Extract every line of the records below that contains the word "hand", and reproduce each such line in full.

## begin Provided entries

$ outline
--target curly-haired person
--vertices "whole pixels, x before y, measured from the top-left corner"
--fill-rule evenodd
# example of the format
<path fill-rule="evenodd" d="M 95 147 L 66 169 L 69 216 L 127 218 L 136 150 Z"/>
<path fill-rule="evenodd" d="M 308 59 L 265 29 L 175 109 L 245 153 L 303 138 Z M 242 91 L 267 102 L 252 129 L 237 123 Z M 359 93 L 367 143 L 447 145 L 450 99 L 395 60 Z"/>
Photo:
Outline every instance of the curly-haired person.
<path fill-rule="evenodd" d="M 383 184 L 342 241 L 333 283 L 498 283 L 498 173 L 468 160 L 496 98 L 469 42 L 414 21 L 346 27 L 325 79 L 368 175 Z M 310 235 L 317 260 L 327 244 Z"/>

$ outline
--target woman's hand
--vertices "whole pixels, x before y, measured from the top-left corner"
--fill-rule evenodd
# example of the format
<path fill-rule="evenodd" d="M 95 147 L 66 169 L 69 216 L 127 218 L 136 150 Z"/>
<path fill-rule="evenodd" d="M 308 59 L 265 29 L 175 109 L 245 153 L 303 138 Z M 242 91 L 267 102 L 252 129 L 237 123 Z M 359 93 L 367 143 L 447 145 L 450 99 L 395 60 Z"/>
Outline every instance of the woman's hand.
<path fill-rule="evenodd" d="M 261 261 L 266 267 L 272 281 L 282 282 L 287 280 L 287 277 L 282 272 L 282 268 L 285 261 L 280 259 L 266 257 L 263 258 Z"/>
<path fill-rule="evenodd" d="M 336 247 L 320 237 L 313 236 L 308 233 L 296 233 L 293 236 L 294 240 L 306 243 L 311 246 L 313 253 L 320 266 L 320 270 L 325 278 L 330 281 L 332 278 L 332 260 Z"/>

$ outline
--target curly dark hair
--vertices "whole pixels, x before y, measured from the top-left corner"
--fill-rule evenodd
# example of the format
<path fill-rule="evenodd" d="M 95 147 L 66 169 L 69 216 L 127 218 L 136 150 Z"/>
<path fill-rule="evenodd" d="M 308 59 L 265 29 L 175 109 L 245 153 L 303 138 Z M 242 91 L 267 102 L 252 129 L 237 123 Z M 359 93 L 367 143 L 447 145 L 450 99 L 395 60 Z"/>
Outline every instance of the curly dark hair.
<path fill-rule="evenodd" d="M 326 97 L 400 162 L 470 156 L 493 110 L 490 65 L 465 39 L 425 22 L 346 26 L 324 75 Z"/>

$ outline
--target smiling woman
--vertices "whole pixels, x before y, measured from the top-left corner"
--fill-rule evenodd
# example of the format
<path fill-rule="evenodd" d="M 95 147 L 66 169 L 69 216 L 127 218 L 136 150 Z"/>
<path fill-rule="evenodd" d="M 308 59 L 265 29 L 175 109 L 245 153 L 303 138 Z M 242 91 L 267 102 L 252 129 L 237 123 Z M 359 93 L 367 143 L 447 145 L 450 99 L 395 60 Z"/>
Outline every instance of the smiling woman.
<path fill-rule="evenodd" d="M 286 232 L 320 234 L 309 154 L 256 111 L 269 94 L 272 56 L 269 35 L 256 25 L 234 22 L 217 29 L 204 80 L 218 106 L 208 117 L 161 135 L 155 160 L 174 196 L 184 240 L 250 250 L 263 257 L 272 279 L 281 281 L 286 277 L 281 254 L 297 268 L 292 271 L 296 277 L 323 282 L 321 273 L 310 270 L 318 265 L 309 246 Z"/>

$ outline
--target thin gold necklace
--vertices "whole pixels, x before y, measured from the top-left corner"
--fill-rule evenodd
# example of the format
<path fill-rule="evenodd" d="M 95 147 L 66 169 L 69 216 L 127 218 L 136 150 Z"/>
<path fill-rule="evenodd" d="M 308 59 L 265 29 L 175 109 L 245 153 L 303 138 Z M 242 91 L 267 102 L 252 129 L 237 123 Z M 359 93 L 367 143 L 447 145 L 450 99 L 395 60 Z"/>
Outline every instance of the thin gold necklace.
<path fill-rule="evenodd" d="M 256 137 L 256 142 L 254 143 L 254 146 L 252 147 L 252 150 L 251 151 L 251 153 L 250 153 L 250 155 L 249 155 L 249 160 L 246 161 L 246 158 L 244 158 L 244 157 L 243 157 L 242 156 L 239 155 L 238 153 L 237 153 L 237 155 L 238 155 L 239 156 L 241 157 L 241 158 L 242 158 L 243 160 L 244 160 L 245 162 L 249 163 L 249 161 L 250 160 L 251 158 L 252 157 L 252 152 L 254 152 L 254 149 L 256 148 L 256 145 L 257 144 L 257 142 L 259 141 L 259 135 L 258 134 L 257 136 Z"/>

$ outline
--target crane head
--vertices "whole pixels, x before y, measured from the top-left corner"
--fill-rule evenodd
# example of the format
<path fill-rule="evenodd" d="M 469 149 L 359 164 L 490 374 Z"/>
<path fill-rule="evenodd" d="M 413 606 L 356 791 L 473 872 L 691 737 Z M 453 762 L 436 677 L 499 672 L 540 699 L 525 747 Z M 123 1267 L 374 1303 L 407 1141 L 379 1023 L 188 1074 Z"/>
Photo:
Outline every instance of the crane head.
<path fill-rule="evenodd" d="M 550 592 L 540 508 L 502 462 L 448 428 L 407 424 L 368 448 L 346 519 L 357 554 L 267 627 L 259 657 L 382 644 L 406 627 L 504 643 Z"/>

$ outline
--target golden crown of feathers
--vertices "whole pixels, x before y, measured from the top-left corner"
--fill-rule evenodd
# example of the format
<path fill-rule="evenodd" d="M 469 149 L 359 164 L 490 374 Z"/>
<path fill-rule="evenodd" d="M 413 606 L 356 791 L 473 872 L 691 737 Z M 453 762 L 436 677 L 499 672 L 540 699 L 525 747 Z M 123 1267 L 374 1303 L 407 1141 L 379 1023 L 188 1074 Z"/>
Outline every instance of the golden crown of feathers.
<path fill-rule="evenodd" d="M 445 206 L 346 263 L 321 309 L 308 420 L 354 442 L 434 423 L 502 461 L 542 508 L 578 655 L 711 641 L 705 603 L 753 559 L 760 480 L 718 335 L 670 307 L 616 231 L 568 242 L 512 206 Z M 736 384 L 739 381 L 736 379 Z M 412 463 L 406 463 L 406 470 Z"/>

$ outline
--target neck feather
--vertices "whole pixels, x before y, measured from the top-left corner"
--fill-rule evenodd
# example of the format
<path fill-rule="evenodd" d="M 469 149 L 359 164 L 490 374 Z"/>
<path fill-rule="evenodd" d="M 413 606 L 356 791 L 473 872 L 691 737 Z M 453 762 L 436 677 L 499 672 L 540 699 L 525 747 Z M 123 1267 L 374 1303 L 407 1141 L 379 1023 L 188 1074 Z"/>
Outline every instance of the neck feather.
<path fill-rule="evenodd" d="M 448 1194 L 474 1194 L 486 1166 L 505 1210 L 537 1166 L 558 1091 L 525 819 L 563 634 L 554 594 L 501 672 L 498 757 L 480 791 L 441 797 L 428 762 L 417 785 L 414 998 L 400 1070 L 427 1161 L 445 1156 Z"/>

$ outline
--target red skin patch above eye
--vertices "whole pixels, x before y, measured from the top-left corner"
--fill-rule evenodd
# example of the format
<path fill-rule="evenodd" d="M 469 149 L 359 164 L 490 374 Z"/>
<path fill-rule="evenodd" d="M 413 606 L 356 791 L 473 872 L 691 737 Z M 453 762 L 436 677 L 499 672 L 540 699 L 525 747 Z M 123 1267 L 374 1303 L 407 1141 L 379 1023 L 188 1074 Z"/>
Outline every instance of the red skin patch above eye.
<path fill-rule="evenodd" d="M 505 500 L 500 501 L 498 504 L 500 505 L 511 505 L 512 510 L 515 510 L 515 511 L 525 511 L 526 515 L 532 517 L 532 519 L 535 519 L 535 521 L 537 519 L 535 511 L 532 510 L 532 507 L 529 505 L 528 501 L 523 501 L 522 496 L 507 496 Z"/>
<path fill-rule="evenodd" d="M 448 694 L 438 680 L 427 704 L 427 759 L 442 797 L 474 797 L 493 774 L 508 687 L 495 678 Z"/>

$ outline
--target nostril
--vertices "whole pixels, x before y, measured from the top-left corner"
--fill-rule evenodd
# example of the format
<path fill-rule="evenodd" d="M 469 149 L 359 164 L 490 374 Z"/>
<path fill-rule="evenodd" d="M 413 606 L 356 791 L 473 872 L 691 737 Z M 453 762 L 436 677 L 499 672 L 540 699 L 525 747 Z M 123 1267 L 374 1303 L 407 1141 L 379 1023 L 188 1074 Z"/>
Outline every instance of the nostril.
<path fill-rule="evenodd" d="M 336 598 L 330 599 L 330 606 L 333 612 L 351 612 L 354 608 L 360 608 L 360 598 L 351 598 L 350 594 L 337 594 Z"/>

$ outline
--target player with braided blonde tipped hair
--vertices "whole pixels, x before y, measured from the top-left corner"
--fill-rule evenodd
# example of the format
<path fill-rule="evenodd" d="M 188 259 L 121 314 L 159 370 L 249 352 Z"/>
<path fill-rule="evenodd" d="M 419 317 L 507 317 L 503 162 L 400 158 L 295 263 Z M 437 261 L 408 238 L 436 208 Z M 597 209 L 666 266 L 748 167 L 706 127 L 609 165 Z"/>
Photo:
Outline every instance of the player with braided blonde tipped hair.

## end Provided entries

* **Written reply**
--target woman's hand
Outline every instance of the woman's hand.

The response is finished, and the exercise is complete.